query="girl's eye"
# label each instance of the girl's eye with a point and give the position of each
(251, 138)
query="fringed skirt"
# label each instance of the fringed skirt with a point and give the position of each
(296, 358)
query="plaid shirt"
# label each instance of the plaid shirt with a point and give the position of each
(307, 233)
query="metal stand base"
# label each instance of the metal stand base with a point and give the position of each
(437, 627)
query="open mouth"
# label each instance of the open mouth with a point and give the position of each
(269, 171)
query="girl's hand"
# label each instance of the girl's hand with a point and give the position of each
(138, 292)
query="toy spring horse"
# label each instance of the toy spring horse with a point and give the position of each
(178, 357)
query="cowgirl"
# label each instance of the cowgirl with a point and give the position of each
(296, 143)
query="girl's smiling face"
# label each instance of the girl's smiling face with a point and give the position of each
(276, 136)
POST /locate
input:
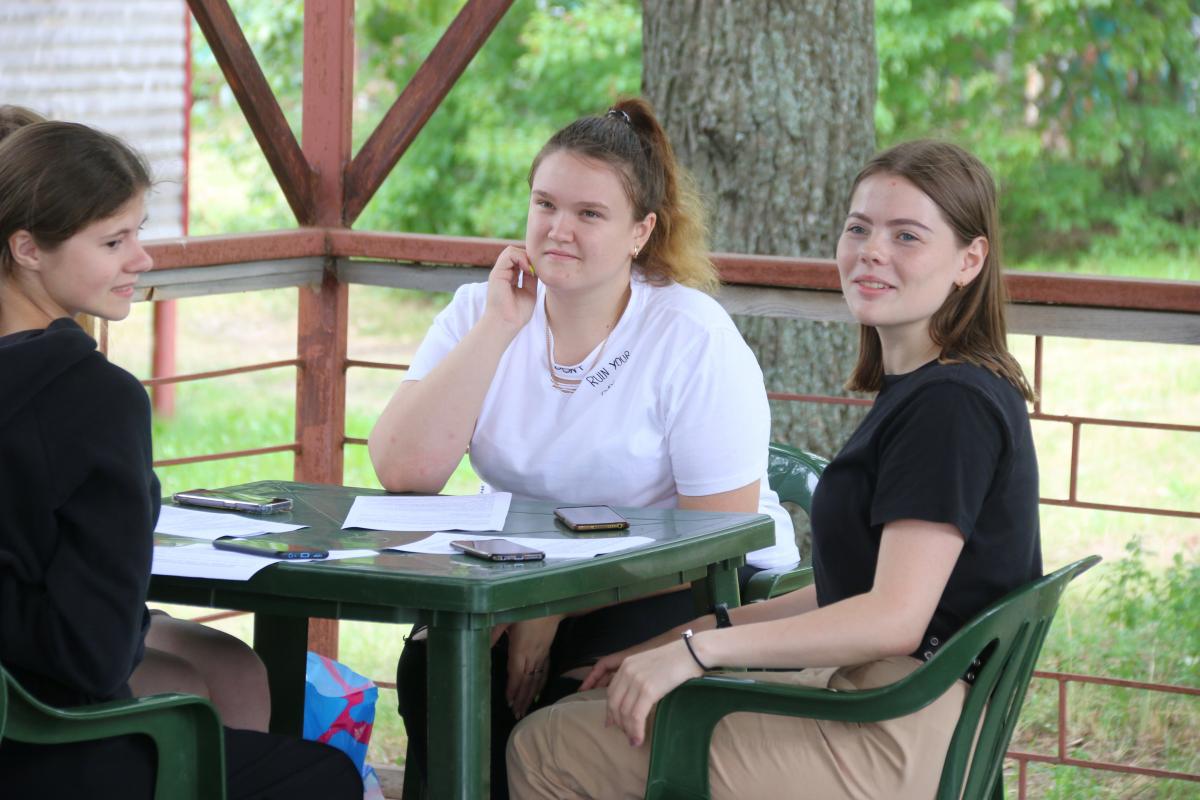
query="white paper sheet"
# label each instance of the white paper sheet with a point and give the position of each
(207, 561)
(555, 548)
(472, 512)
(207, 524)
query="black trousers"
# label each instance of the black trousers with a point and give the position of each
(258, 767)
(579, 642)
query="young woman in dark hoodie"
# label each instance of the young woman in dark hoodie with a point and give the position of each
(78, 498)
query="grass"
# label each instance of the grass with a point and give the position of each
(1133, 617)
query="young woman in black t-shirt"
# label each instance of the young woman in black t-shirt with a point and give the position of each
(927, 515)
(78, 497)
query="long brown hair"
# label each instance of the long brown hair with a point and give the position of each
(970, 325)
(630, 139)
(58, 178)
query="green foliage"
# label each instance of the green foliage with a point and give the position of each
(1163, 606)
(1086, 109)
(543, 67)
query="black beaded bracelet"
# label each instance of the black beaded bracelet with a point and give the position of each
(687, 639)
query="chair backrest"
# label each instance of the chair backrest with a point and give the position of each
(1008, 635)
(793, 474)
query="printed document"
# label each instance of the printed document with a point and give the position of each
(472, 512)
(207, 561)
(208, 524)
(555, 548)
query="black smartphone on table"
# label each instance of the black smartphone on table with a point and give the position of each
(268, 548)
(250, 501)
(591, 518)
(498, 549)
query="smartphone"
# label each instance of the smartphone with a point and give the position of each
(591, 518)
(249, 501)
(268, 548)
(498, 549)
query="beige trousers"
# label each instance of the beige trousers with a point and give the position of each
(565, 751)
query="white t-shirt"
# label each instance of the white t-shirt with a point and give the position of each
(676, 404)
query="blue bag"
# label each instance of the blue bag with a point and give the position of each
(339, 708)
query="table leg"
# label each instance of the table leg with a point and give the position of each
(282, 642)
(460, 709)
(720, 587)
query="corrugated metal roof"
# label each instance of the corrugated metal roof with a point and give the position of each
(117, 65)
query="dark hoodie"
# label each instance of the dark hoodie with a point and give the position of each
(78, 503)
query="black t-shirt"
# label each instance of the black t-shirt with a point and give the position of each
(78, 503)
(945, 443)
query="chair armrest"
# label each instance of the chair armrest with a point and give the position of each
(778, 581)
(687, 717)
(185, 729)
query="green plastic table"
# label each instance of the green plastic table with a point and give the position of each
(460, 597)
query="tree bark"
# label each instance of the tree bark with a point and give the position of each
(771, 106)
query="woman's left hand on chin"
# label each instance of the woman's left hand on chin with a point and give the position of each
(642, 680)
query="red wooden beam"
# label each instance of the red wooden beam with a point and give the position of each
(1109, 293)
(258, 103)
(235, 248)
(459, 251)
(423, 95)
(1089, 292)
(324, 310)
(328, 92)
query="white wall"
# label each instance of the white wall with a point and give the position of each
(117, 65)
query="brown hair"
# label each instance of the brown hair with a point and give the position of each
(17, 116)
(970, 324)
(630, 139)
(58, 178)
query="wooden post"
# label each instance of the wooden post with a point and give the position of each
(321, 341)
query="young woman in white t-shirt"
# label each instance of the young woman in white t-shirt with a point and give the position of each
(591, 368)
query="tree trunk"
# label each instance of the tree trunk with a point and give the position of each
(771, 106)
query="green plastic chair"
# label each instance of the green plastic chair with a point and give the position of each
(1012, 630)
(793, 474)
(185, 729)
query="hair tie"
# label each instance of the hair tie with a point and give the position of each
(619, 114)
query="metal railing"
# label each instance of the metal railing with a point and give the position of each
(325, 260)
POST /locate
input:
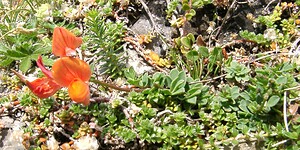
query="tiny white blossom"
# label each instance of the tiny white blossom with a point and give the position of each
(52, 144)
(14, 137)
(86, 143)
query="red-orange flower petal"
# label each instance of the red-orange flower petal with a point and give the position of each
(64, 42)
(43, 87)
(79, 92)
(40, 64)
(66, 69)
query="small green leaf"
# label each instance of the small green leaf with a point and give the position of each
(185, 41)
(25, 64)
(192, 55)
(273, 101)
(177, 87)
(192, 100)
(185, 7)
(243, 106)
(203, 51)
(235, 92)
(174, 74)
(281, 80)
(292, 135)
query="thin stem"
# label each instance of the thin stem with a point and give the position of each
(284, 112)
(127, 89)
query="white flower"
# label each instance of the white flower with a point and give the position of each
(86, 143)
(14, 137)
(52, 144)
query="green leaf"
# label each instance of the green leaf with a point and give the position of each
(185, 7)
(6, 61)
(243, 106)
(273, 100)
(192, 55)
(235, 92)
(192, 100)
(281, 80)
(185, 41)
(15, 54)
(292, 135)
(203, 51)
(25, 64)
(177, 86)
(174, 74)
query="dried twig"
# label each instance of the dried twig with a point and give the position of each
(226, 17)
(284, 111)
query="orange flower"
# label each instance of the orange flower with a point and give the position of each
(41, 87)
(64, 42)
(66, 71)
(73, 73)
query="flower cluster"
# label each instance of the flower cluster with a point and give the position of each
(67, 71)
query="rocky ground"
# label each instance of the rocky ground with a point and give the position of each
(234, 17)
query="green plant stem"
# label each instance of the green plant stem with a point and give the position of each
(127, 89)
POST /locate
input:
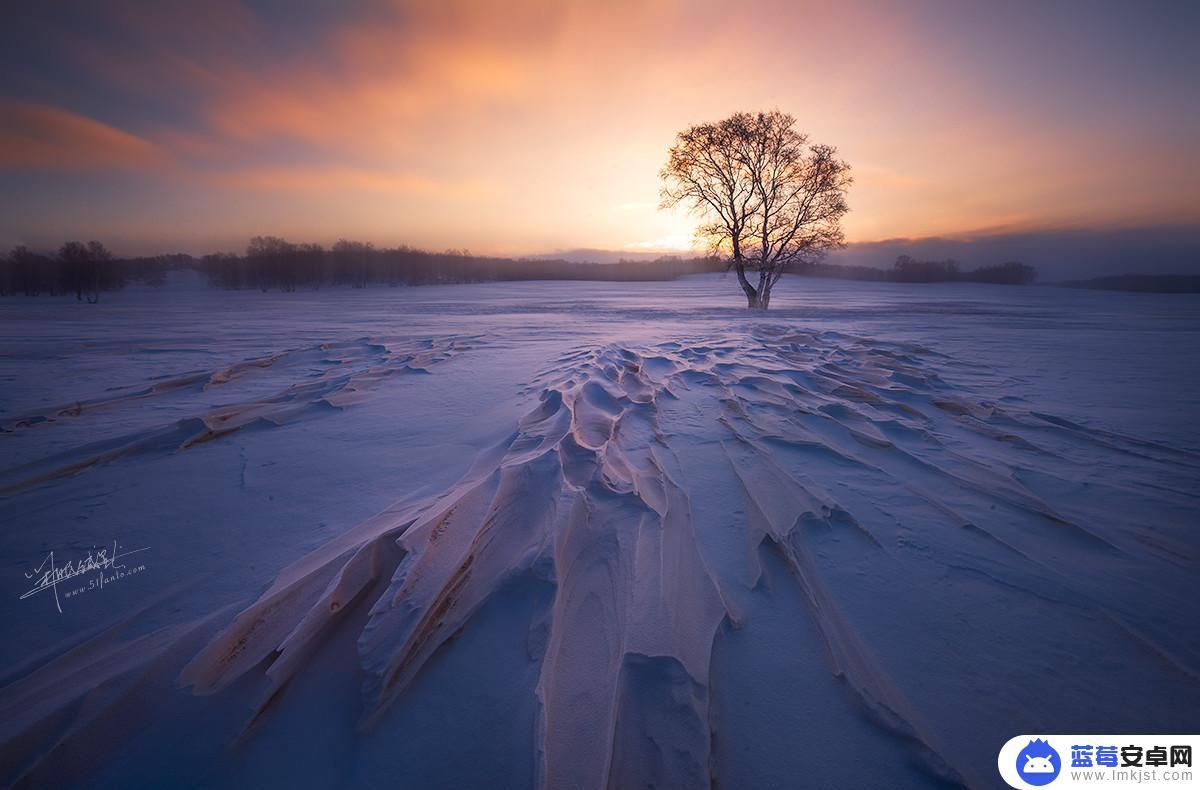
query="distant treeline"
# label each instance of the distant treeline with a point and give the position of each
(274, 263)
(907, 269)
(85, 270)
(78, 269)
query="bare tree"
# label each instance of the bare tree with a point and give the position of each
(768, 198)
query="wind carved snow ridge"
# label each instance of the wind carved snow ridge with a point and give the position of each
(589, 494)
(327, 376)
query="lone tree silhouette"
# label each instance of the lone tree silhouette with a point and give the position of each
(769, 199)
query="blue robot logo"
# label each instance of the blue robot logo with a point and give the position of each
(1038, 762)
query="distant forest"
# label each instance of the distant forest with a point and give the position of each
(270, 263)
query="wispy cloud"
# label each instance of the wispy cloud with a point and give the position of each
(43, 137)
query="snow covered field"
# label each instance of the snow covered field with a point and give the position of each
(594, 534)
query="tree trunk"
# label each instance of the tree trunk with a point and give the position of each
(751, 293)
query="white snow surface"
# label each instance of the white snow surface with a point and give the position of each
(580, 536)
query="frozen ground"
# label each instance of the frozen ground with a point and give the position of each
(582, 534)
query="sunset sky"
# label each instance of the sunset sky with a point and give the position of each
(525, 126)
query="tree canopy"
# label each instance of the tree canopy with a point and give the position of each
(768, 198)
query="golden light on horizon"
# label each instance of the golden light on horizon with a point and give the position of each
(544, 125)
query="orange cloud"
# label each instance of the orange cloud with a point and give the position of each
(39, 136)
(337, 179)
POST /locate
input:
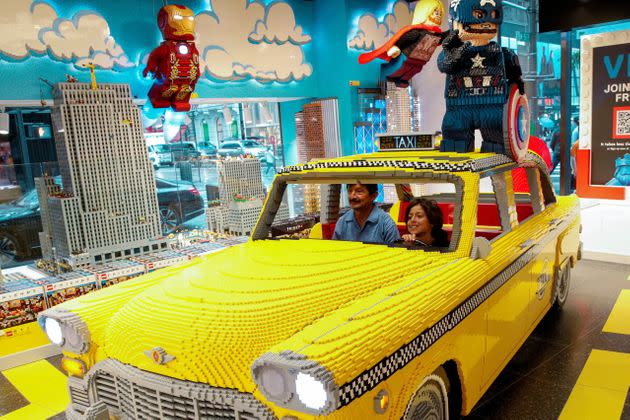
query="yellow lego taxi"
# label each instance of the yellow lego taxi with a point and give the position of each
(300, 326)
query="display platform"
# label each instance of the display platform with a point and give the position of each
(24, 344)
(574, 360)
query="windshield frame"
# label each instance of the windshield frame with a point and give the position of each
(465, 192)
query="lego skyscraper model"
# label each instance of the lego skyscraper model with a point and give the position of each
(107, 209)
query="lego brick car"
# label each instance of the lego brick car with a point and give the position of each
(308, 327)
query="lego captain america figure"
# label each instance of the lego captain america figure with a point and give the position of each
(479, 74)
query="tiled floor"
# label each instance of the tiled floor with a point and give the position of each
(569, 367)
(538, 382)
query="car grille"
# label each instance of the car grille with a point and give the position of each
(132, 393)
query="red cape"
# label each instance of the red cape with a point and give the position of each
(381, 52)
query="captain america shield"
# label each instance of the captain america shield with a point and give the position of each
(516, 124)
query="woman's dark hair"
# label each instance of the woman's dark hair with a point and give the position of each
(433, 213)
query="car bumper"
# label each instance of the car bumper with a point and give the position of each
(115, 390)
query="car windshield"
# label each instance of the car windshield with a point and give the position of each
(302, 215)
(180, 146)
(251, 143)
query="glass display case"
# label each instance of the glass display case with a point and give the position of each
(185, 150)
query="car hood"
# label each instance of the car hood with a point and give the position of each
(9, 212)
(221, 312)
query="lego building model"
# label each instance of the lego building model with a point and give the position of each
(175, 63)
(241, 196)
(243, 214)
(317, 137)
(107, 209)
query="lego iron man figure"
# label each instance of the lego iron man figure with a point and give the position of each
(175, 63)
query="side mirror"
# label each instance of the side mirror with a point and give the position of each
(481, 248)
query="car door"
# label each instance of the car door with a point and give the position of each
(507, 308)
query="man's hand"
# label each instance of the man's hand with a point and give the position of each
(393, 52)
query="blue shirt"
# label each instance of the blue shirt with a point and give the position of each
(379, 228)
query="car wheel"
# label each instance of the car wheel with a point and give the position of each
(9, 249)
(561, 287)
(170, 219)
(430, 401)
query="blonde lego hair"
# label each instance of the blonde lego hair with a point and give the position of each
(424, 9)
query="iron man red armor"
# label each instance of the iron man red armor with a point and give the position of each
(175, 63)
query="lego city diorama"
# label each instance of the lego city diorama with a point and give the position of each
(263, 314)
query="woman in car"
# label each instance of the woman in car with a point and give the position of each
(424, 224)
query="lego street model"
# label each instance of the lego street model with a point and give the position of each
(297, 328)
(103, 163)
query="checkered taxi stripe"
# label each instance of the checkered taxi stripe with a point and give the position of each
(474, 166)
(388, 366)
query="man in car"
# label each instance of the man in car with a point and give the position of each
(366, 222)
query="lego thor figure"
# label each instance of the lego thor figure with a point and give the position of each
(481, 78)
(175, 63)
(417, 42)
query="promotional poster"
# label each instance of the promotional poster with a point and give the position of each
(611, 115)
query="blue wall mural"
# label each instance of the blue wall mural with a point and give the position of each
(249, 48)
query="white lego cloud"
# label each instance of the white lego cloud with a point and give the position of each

## What you will do
How many lines in the records above contain the string "wispy"? Case counts. Reply with the number alone.

## Solution
2